▸ Action item:
No pictures belong in the copy, but every line of the material below must be reproduced exactly.

*** Opening of Provided records ***

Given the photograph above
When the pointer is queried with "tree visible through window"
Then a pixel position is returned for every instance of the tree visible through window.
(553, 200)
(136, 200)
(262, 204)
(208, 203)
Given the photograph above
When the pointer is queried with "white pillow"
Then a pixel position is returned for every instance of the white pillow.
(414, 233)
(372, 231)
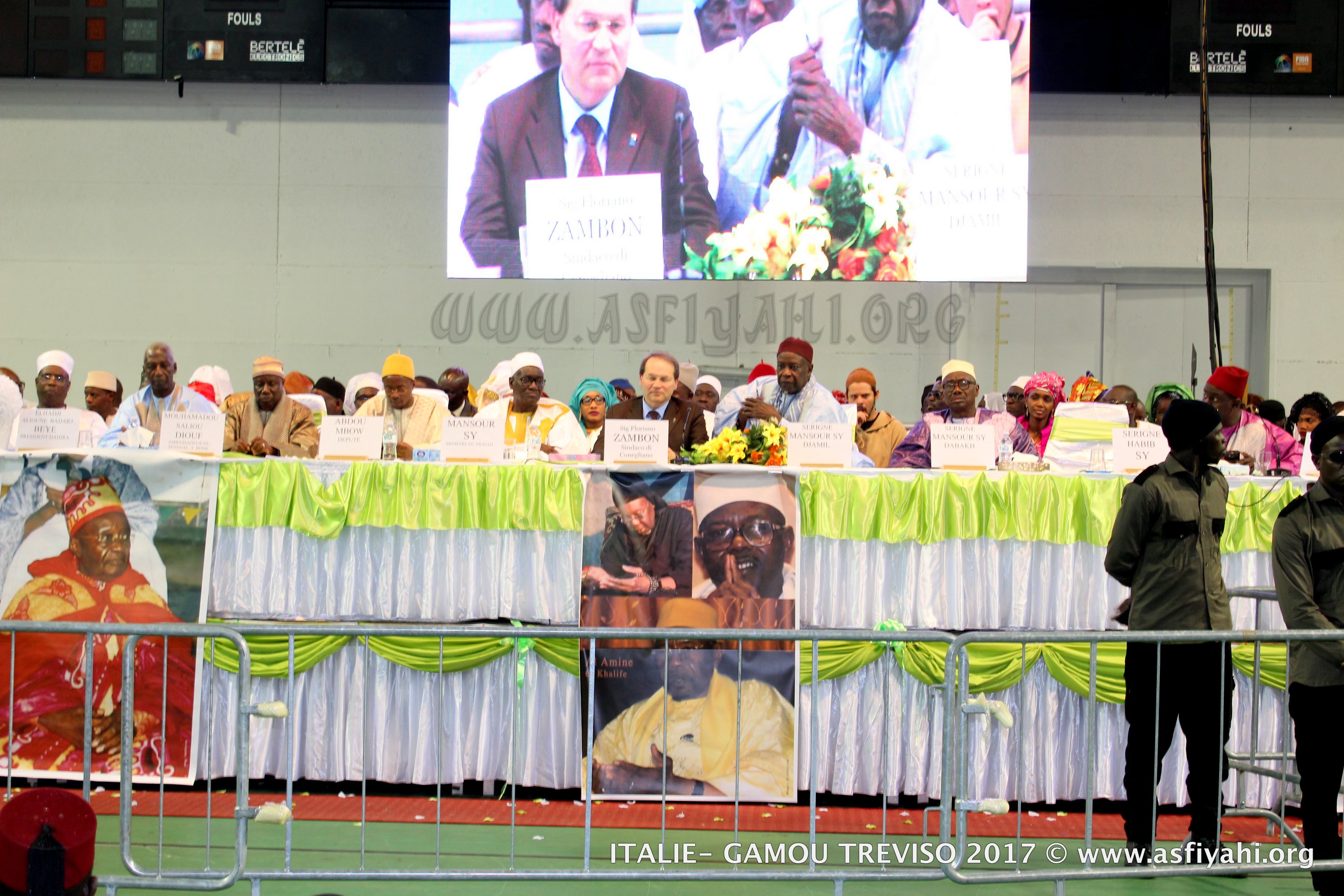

*** Close of Provided records ***

▸ Reply to the task:
Given the photograph above
When the pointer is queried with "tree visible through window"
Then a pixel position is returned for every instance of the tree visible through window.
(553, 200)
(136, 200)
(262, 204)
(208, 203)
Given the photograph above
When the pointer is queried with "white pillow"
Then a pixel position is returned for every instance of the white pillow.
(414, 233)
(372, 231)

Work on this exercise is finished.